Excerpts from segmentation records
╔══
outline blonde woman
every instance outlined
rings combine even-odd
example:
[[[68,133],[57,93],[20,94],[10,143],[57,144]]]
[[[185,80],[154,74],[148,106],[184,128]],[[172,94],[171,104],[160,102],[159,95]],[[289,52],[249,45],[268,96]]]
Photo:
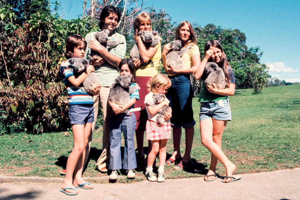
╚══
▶ [What you will do] Arrange all the lines of the records above as a numbered list, skipping any blank lines. Leave the pictures out of your answer.

▶ [Finished answer]
1. outline blonde woman
2. every instance outlined
3. rings combine even-odd
4. example:
5. [[[68,133],[57,93],[20,94],[10,143],[57,144]]]
6. [[[185,80],[154,74],[148,106],[184,128]],[[172,94],[171,104],[160,102],[159,95]],[[289,52],[249,45],[268,96]]]
7. Photo:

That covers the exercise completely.